__Your objective__: Write out precisely the lines beginning with the line that contains "as (866, 279)." and ending with the last line of the entries, and no other lines.

═══

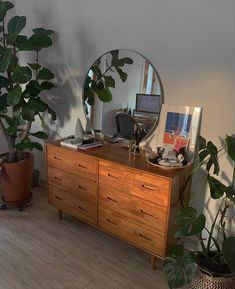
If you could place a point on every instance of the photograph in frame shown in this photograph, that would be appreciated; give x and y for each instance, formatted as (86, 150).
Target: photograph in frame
(179, 128)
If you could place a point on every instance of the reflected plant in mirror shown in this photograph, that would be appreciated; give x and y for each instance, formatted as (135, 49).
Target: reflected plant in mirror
(122, 81)
(99, 81)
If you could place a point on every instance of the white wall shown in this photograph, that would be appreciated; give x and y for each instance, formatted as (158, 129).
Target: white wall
(191, 43)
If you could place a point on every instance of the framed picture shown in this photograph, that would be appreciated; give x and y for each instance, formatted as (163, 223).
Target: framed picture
(179, 128)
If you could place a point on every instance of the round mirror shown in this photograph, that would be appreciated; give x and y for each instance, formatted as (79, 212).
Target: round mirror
(122, 81)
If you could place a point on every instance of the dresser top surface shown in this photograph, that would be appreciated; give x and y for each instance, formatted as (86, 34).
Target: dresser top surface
(121, 155)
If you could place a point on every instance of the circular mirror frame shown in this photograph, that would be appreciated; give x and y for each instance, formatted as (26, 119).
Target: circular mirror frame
(155, 125)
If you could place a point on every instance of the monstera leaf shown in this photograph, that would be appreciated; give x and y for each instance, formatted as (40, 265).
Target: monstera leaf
(179, 266)
(230, 142)
(228, 250)
(188, 223)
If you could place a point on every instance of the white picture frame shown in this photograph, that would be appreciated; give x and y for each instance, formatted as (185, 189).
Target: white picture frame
(179, 122)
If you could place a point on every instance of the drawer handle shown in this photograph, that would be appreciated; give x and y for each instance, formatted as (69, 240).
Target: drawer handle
(110, 199)
(81, 166)
(148, 187)
(112, 176)
(58, 198)
(82, 188)
(108, 220)
(144, 237)
(82, 209)
(58, 159)
(145, 213)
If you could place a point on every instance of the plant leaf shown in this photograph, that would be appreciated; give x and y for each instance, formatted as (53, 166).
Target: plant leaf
(22, 74)
(228, 250)
(43, 31)
(230, 142)
(179, 267)
(217, 188)
(45, 74)
(4, 7)
(188, 223)
(109, 81)
(46, 85)
(5, 59)
(34, 66)
(14, 96)
(40, 134)
(15, 26)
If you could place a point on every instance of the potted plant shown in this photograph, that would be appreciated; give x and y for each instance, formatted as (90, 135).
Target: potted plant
(213, 265)
(21, 101)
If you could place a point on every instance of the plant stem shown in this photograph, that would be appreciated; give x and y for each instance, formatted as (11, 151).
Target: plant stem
(212, 228)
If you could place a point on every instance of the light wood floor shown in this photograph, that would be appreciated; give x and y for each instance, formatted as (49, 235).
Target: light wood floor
(37, 251)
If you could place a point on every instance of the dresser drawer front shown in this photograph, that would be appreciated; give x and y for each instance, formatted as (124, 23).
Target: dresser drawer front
(73, 162)
(114, 175)
(113, 222)
(150, 188)
(151, 216)
(73, 184)
(73, 205)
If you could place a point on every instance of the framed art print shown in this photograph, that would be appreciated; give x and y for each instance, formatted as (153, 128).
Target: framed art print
(179, 127)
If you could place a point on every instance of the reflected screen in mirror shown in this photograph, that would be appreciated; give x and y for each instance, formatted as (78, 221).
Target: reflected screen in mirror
(148, 103)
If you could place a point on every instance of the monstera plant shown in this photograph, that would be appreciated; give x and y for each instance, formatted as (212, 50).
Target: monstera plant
(99, 81)
(216, 255)
(21, 86)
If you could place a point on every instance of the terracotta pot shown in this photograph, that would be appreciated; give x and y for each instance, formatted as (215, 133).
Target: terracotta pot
(16, 179)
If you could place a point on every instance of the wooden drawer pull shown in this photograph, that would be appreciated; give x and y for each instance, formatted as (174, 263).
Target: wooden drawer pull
(142, 211)
(58, 198)
(144, 237)
(82, 188)
(110, 199)
(108, 220)
(148, 187)
(56, 158)
(82, 209)
(112, 176)
(81, 166)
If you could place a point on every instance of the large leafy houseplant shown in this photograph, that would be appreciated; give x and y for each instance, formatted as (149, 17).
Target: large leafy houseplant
(217, 245)
(21, 85)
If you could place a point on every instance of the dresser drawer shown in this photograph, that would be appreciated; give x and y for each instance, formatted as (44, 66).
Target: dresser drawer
(73, 162)
(73, 184)
(114, 175)
(151, 216)
(154, 189)
(115, 223)
(73, 205)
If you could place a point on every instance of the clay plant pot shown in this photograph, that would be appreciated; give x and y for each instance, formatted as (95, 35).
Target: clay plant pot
(16, 179)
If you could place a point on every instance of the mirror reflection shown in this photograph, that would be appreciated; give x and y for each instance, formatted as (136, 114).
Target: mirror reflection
(122, 82)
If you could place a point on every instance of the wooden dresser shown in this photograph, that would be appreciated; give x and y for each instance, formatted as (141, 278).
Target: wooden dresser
(117, 192)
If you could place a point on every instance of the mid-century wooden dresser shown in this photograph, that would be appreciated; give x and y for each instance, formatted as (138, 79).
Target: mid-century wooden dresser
(117, 192)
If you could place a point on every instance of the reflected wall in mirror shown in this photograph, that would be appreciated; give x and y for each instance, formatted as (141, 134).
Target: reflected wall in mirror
(122, 81)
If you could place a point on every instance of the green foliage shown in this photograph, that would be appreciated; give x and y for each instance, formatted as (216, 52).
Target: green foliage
(228, 250)
(216, 258)
(101, 82)
(20, 105)
(180, 266)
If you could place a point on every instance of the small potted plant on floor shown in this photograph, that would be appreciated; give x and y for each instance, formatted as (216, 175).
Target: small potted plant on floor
(21, 101)
(213, 265)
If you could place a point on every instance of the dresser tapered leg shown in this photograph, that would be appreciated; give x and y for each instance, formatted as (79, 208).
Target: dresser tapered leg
(60, 213)
(154, 262)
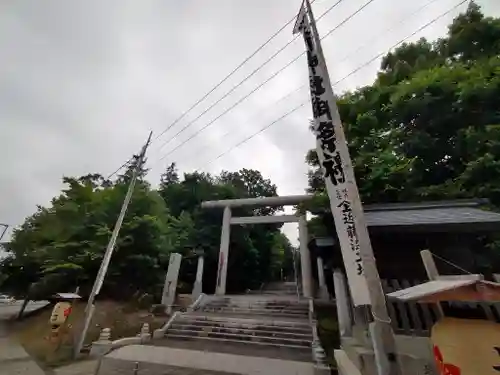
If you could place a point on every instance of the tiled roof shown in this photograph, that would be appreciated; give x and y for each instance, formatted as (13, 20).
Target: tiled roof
(439, 213)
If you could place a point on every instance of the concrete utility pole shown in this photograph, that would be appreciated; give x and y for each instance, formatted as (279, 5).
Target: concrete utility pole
(5, 227)
(388, 361)
(89, 310)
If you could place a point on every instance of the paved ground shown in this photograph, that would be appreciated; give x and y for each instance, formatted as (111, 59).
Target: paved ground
(13, 358)
(8, 310)
(160, 360)
(79, 368)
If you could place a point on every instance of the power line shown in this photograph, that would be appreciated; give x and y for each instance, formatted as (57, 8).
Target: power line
(173, 123)
(402, 20)
(228, 76)
(244, 80)
(260, 131)
(340, 80)
(259, 86)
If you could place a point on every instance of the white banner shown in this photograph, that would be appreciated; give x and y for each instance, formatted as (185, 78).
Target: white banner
(337, 170)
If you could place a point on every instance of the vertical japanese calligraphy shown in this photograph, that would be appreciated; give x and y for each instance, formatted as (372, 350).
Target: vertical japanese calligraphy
(333, 164)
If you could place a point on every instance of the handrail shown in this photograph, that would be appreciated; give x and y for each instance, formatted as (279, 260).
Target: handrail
(160, 332)
(196, 303)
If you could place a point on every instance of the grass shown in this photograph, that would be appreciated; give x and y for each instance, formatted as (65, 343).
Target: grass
(34, 332)
(328, 331)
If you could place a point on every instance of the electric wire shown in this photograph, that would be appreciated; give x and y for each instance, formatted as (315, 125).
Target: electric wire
(259, 86)
(248, 58)
(340, 80)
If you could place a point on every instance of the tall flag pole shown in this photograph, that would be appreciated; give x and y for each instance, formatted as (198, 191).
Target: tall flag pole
(333, 154)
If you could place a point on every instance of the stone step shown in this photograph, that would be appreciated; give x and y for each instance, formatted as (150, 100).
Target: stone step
(261, 306)
(252, 320)
(256, 309)
(256, 314)
(256, 331)
(239, 348)
(193, 335)
(304, 329)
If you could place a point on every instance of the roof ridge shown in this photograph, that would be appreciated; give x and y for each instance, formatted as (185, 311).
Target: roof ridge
(425, 205)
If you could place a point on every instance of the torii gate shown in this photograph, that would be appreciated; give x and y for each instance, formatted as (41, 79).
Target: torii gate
(228, 220)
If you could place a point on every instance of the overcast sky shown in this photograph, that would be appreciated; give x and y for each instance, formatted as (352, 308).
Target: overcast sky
(83, 81)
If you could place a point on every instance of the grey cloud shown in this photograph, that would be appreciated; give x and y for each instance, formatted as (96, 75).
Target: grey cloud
(82, 83)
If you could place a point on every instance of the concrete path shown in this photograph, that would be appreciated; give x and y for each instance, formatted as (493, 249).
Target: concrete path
(8, 310)
(79, 368)
(13, 358)
(162, 360)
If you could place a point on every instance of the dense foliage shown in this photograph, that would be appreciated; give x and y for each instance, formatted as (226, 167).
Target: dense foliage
(429, 126)
(62, 246)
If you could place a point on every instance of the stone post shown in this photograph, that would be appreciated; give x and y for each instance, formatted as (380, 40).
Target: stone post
(220, 286)
(305, 258)
(170, 287)
(198, 283)
(103, 344)
(323, 290)
(343, 303)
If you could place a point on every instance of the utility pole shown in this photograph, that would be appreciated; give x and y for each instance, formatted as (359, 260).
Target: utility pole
(5, 227)
(89, 310)
(346, 207)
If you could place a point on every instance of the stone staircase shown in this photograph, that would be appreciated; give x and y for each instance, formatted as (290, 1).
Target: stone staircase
(260, 332)
(271, 307)
(260, 327)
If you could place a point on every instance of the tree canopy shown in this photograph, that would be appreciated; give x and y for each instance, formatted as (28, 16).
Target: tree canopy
(61, 246)
(429, 126)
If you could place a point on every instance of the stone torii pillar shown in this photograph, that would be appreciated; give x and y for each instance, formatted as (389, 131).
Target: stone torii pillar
(305, 258)
(198, 283)
(220, 286)
(170, 287)
(323, 289)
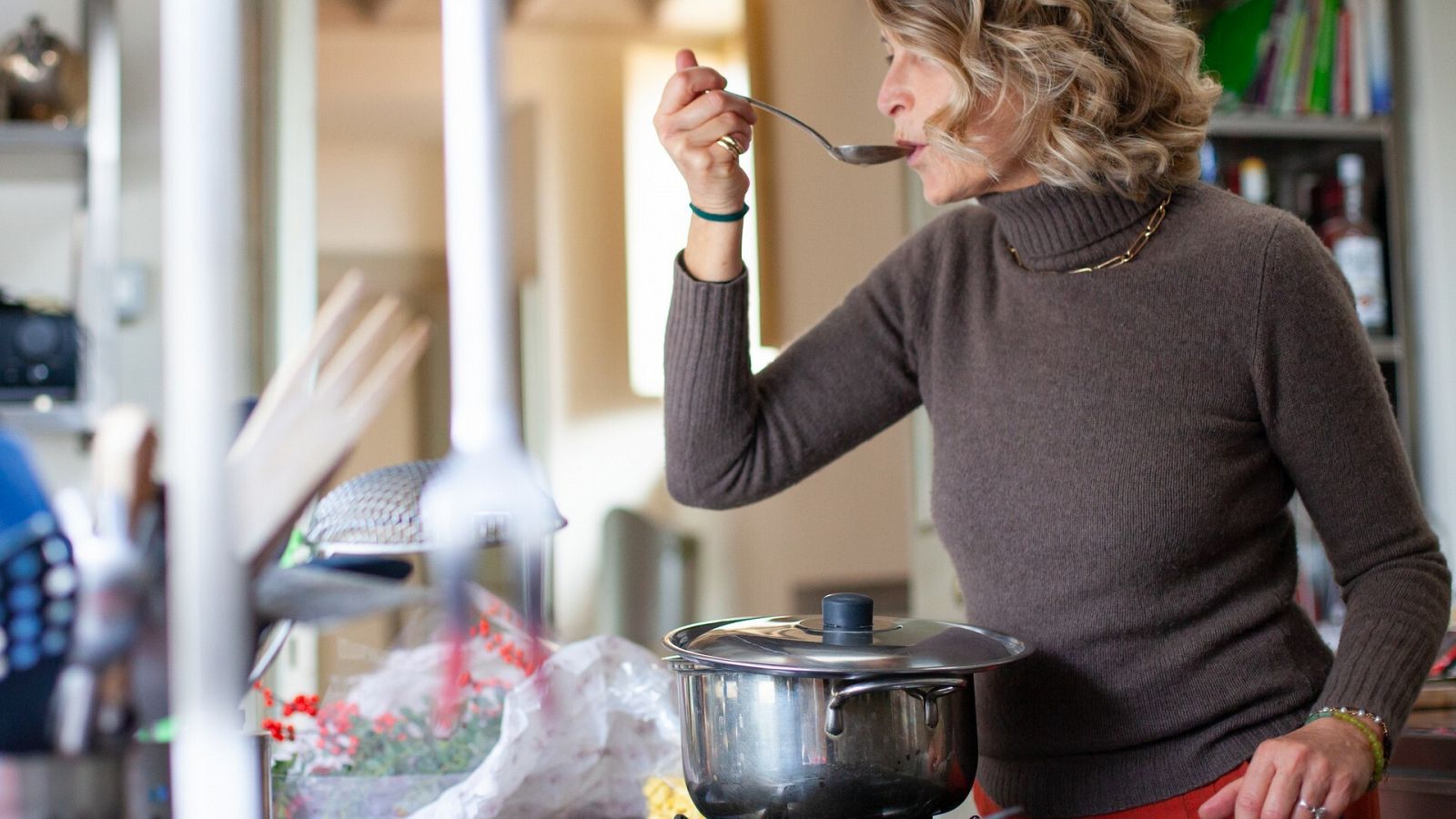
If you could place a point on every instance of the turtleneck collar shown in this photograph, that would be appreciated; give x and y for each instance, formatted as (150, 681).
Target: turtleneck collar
(1063, 228)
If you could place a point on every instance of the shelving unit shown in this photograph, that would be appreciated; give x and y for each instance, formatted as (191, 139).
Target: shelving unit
(1302, 143)
(1293, 145)
(35, 137)
(98, 149)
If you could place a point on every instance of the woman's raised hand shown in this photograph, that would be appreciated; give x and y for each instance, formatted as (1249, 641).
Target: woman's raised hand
(691, 121)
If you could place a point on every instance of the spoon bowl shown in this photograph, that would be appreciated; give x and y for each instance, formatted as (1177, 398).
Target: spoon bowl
(851, 155)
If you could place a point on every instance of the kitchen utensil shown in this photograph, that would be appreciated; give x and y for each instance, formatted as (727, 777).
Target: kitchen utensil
(298, 436)
(44, 77)
(842, 714)
(36, 602)
(116, 576)
(379, 513)
(854, 155)
(306, 593)
(276, 636)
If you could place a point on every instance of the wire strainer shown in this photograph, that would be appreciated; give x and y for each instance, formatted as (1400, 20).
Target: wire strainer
(378, 513)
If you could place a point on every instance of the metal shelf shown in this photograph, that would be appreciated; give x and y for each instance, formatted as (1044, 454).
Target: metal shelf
(41, 137)
(60, 417)
(1388, 347)
(1303, 127)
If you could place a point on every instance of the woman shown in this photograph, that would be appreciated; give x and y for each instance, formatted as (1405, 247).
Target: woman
(1127, 375)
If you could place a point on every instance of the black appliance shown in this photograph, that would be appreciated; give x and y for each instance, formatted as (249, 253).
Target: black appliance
(40, 353)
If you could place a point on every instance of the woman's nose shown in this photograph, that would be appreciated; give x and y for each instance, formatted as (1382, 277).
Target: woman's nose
(895, 96)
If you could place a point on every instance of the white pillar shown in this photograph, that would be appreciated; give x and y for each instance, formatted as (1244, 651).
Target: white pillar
(215, 773)
(482, 411)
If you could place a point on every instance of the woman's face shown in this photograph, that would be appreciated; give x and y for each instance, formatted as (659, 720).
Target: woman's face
(916, 87)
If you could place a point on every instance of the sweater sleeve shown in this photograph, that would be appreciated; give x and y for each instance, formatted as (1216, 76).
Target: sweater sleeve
(734, 438)
(1330, 421)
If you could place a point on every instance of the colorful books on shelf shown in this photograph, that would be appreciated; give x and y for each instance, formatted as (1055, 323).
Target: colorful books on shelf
(1292, 57)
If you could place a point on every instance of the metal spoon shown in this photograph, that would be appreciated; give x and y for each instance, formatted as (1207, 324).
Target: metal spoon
(854, 155)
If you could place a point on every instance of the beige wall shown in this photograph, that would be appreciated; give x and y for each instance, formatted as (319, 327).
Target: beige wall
(1431, 98)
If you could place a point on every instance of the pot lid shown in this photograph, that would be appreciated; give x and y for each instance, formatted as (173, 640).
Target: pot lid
(844, 640)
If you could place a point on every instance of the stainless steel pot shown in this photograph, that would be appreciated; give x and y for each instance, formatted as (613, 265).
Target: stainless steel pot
(842, 716)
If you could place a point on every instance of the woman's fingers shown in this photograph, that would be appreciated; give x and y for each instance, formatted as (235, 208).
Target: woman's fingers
(688, 85)
(710, 106)
(691, 118)
(1283, 794)
(1220, 804)
(1256, 784)
(1315, 790)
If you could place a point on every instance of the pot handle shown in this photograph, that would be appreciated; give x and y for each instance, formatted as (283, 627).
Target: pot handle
(924, 688)
(682, 665)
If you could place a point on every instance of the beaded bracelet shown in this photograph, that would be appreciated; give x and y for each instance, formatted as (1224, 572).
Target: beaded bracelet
(1376, 749)
(1361, 713)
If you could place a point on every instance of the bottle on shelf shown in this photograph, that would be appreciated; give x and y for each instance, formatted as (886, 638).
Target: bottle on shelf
(1254, 181)
(1356, 245)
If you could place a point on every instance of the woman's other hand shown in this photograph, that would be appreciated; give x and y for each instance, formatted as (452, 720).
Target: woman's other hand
(1327, 763)
(691, 120)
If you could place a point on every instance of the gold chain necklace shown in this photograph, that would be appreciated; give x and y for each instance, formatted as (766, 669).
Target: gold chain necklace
(1126, 256)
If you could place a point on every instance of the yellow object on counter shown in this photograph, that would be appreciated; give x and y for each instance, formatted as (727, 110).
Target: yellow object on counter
(667, 797)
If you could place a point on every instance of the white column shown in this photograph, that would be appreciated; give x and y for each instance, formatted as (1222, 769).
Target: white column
(480, 409)
(215, 773)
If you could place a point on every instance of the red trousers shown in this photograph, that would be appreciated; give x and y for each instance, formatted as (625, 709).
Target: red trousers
(1187, 804)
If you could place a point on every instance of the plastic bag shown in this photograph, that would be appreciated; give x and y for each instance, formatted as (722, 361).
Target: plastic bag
(375, 746)
(579, 739)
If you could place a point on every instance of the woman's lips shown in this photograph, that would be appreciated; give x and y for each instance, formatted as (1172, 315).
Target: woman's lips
(916, 149)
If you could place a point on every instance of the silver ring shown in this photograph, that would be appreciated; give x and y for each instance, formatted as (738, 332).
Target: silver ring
(1315, 812)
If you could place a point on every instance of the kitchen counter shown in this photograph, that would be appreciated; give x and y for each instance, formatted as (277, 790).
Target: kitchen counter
(1421, 783)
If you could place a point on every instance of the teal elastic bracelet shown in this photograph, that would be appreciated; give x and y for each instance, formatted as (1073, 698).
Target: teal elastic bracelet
(734, 216)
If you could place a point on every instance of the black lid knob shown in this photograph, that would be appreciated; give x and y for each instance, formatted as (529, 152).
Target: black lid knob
(846, 611)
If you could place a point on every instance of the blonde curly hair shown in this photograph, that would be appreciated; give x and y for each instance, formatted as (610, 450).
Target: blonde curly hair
(1111, 92)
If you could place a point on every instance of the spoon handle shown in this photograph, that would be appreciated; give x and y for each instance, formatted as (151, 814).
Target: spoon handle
(786, 116)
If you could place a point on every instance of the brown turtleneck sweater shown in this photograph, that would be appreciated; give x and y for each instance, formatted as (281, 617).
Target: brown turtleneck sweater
(1114, 455)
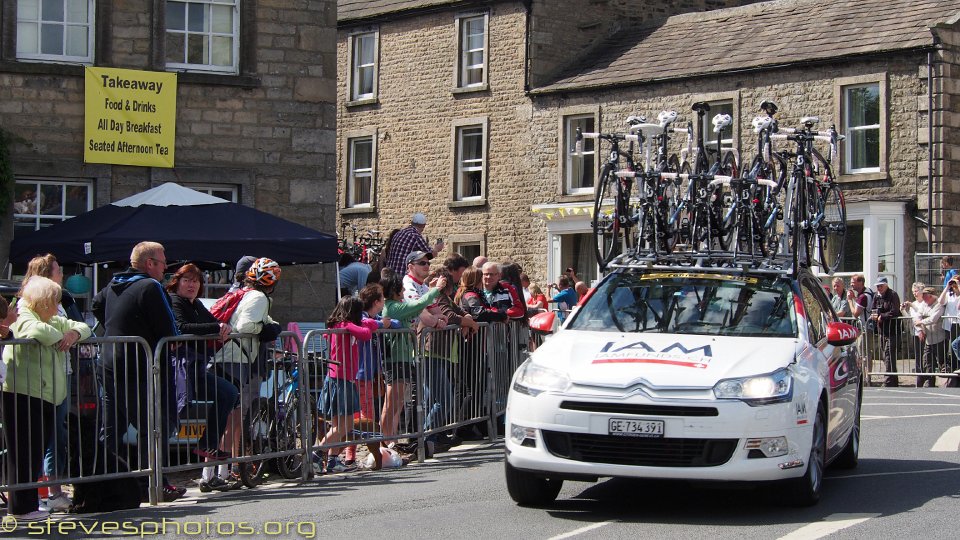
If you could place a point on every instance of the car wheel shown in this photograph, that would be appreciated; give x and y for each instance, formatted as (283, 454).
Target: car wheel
(527, 489)
(850, 455)
(805, 491)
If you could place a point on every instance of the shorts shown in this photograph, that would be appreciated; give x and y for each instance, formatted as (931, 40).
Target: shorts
(397, 372)
(338, 397)
(239, 375)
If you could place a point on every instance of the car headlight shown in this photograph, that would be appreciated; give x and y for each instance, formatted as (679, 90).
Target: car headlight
(534, 379)
(776, 387)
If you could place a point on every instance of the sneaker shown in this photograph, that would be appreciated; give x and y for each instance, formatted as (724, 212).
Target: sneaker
(214, 484)
(170, 493)
(29, 517)
(212, 453)
(56, 503)
(337, 466)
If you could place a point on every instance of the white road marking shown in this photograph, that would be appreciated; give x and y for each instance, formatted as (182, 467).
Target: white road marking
(948, 442)
(581, 530)
(891, 473)
(829, 525)
(913, 404)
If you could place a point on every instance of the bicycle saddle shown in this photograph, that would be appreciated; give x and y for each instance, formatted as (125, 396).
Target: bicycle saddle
(721, 121)
(666, 118)
(768, 107)
(760, 123)
(701, 107)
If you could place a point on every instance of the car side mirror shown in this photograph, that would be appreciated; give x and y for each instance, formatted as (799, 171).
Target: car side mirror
(839, 334)
(543, 322)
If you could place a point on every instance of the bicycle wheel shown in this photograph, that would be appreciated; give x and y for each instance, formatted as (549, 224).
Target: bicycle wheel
(607, 233)
(289, 438)
(729, 166)
(260, 420)
(832, 228)
(670, 219)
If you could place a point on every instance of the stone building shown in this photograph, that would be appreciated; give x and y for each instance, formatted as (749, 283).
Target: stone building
(255, 111)
(466, 110)
(434, 113)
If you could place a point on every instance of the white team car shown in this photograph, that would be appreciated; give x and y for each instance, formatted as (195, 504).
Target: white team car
(689, 374)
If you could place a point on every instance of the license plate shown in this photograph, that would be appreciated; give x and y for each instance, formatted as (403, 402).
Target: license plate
(625, 427)
(191, 431)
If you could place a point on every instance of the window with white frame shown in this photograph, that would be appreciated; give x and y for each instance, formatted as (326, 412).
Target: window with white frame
(360, 172)
(581, 170)
(469, 250)
(363, 71)
(471, 149)
(861, 115)
(203, 35)
(39, 203)
(55, 30)
(726, 136)
(472, 51)
(227, 193)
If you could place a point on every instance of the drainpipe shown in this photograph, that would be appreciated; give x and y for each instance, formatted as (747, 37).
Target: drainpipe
(930, 153)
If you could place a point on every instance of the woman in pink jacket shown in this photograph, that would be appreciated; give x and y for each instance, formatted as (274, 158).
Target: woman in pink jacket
(339, 399)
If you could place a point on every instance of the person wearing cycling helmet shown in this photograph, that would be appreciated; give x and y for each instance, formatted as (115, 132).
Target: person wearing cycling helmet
(239, 359)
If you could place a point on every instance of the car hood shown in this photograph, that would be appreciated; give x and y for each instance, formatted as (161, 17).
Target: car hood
(664, 360)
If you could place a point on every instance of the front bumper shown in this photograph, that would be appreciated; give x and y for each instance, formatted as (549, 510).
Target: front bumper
(704, 439)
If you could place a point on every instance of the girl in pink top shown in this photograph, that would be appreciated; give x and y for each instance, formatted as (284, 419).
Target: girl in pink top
(339, 399)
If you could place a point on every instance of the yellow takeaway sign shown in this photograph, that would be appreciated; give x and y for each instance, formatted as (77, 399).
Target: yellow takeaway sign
(130, 117)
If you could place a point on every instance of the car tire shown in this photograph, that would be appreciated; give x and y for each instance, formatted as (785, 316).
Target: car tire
(849, 457)
(806, 490)
(528, 489)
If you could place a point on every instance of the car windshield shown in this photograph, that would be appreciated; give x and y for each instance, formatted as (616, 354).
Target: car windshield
(690, 303)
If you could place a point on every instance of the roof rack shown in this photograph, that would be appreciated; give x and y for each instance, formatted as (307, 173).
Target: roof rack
(711, 260)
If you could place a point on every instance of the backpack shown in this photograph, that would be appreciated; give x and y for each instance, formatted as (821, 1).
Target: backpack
(224, 307)
(868, 310)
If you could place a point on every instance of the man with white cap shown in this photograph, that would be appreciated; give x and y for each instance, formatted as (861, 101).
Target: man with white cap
(408, 240)
(886, 310)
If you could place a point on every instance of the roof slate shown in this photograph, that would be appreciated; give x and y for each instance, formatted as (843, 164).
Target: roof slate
(758, 35)
(362, 9)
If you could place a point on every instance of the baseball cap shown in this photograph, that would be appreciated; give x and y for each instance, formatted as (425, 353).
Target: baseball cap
(417, 255)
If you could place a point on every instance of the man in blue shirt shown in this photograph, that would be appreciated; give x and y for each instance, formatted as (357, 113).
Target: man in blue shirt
(947, 269)
(565, 298)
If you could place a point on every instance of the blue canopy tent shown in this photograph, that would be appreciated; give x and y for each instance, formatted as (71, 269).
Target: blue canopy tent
(192, 226)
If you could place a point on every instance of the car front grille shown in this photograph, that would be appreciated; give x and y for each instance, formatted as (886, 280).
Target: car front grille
(641, 409)
(639, 451)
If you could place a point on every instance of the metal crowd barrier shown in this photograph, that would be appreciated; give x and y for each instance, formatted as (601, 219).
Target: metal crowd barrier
(97, 393)
(147, 416)
(900, 352)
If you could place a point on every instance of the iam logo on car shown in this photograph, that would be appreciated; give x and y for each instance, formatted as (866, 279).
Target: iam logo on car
(641, 352)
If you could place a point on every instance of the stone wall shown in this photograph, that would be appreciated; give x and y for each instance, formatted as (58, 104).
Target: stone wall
(798, 92)
(414, 122)
(271, 130)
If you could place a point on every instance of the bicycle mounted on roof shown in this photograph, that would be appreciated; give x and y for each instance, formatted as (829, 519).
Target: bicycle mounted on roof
(763, 214)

═══

__Complete answer__:
If you could place a point on every instance of the iam logo on car shown in this photograph, that would be appreciated; give x and y for each instance, formatted as (866, 279).
Target: iam logo on car
(641, 352)
If you could place a point on every instance of the stone wall shown in this photograph, that would be appreciated; give x and y for each instance, formatted as (58, 104).
Target: stone wall
(798, 92)
(414, 122)
(271, 130)
If you could place a point on every instance of the bicycle mounted on roof shown in this photograph, that would be appreciated; give x and y for each instance, formatted as (829, 519).
Target: bicycle mounted on roof
(763, 214)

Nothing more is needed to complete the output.